* Task goal *
Return every line in the listing below that contains the string "bucket".

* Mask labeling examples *

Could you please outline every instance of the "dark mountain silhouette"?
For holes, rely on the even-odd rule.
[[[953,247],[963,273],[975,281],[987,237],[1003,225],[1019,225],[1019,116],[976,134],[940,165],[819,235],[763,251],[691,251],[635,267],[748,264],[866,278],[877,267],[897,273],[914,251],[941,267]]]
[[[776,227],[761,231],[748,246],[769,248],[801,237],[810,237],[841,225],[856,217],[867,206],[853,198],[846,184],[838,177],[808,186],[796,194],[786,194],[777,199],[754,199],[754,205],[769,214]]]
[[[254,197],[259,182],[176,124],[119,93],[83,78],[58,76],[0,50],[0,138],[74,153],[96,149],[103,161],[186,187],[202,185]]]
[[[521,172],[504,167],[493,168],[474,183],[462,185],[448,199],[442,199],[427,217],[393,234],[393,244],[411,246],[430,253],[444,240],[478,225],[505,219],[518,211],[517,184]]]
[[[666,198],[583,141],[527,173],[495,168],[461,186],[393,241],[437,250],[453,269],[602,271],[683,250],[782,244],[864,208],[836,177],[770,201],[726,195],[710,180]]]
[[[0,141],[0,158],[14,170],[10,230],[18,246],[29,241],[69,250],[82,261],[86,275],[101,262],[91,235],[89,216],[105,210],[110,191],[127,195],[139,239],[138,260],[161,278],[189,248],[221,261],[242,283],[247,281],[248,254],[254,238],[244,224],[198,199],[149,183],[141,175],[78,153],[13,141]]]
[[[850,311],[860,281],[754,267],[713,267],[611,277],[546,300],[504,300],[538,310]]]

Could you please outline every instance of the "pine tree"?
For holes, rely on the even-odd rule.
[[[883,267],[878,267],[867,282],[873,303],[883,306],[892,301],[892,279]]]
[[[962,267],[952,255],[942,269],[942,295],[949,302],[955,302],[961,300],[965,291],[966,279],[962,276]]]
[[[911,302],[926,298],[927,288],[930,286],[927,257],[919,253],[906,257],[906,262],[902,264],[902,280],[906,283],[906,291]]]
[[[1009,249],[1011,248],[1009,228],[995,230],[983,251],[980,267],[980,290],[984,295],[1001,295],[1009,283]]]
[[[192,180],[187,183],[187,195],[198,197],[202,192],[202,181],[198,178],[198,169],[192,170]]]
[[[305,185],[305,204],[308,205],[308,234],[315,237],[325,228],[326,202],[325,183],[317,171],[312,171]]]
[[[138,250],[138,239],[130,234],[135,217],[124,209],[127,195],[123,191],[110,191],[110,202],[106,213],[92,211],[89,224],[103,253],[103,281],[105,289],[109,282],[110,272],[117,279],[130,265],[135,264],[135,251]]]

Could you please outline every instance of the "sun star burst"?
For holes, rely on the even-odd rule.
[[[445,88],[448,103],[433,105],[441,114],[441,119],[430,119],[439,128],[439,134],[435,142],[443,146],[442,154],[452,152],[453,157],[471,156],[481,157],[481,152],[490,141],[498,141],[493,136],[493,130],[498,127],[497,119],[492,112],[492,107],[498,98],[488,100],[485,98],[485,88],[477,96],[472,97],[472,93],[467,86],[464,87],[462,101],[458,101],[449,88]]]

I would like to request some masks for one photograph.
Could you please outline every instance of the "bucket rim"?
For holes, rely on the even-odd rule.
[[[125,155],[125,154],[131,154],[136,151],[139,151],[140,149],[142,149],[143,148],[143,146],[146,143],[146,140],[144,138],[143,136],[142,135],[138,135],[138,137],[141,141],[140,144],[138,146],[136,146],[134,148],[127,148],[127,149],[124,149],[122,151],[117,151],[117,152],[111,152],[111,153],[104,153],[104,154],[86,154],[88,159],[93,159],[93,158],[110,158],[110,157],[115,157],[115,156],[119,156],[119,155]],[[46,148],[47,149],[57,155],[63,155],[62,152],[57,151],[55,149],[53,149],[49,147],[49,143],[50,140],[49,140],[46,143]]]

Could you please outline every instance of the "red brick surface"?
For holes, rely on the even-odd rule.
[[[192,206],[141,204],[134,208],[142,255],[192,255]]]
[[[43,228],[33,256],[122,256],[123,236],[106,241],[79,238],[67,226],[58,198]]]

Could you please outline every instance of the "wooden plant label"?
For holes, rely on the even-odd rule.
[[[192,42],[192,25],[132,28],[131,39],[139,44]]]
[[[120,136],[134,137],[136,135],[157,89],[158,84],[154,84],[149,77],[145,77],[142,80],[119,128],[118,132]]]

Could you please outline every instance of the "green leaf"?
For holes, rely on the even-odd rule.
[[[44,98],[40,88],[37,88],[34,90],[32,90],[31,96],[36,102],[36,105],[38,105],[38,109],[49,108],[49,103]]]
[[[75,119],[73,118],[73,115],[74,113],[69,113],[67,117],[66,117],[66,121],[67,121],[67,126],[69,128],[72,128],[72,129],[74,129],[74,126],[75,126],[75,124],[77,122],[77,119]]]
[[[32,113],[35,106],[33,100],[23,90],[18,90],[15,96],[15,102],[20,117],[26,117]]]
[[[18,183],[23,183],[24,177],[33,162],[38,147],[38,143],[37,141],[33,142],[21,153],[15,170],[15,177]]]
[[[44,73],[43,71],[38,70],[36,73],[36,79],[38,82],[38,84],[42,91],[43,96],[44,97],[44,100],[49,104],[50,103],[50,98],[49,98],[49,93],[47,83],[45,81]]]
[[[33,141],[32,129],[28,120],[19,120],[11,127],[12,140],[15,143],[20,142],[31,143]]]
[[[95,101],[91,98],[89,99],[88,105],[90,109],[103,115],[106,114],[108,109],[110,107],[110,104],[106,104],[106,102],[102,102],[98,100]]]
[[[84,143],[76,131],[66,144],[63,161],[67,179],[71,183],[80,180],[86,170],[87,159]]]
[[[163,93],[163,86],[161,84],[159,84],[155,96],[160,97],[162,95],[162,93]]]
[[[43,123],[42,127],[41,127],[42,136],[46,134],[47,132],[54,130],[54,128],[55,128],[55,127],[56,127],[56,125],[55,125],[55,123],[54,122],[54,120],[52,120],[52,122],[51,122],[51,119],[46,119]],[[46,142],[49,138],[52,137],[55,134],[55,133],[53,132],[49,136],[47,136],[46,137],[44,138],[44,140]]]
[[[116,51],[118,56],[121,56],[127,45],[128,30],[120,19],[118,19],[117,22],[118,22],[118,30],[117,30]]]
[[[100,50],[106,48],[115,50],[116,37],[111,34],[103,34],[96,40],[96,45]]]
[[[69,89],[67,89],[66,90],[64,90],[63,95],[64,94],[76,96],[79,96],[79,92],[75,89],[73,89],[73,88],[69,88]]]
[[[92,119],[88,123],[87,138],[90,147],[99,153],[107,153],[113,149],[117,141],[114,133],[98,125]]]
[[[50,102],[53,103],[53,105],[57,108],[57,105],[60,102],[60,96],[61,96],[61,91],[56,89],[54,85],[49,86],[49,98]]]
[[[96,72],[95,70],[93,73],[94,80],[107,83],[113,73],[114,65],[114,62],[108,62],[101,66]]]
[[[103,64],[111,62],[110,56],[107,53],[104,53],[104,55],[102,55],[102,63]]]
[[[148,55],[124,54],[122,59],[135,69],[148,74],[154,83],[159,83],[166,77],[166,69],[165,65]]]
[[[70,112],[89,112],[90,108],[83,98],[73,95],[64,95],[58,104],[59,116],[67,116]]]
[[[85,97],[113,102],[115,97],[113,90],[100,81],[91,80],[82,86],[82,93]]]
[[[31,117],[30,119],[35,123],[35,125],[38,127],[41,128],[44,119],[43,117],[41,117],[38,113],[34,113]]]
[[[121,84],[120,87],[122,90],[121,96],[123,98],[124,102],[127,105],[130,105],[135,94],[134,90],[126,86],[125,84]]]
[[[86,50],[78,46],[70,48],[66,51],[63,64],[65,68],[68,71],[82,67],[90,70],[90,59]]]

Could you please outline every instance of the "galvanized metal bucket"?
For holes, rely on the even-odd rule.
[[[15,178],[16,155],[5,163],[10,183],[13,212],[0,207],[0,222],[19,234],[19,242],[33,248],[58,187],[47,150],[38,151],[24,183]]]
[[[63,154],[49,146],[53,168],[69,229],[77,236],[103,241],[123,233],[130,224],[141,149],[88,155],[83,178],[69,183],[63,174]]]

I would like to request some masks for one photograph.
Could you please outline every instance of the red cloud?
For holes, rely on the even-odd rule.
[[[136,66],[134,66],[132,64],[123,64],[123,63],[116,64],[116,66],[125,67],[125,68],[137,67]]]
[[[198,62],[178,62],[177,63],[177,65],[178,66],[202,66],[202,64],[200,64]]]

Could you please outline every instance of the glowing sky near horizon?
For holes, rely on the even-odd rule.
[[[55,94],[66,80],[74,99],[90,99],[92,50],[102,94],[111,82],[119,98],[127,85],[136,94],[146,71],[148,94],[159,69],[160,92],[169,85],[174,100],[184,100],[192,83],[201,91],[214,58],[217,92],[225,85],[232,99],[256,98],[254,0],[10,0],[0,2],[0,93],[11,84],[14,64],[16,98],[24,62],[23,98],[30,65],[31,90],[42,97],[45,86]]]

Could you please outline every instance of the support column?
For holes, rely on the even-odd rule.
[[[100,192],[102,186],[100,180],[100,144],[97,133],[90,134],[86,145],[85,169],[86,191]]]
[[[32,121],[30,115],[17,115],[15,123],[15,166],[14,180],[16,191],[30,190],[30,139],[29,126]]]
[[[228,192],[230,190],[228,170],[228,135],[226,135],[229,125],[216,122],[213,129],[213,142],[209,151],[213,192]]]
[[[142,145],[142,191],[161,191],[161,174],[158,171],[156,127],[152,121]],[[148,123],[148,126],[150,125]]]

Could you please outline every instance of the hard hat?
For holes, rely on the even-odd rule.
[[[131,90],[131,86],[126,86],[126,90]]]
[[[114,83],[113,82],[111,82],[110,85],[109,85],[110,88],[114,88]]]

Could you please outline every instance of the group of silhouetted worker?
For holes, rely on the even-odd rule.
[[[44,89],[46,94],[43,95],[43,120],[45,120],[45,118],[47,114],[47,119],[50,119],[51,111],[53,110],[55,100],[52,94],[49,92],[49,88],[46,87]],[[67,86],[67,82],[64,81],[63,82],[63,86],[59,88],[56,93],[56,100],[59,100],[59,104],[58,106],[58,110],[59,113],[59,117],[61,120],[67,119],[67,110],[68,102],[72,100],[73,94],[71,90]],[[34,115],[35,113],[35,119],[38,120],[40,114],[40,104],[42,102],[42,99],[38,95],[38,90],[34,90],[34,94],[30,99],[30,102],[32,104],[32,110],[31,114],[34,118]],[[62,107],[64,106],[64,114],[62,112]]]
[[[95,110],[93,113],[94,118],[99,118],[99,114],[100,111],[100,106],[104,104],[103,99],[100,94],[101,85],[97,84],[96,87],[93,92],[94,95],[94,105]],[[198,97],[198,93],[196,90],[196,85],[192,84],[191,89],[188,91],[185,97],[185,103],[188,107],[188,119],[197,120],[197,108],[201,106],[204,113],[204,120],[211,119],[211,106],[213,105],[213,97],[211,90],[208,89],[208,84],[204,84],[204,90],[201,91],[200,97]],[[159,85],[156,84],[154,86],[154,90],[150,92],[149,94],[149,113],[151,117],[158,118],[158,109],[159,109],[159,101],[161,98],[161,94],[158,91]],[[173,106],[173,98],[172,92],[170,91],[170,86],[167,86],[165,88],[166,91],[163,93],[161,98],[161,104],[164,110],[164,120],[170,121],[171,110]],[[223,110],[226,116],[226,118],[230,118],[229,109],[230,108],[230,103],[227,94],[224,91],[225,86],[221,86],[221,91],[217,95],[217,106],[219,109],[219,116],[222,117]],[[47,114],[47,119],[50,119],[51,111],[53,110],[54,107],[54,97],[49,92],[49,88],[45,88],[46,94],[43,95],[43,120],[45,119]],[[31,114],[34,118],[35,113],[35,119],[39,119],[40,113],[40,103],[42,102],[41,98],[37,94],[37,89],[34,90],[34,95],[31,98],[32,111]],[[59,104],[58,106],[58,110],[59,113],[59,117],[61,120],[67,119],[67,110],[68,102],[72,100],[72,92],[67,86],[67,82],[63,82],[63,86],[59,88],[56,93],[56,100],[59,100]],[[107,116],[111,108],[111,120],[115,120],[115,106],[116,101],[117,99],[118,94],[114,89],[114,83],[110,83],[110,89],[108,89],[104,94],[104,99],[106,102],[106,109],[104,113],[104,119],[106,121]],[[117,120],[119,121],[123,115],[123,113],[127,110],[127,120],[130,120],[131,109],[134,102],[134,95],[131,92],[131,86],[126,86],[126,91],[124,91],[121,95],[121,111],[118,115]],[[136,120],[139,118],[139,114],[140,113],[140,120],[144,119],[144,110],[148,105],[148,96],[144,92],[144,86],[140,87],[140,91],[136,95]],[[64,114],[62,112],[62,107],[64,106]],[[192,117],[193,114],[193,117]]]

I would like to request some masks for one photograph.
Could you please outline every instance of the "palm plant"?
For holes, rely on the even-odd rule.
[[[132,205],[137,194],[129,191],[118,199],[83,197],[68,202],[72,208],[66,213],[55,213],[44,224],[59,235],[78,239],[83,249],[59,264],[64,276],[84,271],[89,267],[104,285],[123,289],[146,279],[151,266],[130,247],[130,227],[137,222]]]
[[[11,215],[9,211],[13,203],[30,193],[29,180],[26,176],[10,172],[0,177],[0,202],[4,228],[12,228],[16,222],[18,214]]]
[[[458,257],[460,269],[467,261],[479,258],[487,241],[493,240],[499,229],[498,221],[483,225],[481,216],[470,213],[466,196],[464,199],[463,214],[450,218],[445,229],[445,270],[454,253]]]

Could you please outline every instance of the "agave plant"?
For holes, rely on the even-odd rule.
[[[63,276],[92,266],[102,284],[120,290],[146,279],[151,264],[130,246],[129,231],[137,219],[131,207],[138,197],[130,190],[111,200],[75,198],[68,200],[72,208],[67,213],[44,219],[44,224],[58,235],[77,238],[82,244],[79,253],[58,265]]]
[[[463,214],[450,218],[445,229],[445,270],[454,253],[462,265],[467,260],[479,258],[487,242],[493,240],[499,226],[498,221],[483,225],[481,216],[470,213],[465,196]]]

* Response to the task *
Could you please outline every instance of the "bucket rim"?
Could you please outline every instance of the "galvanized metal bucket"?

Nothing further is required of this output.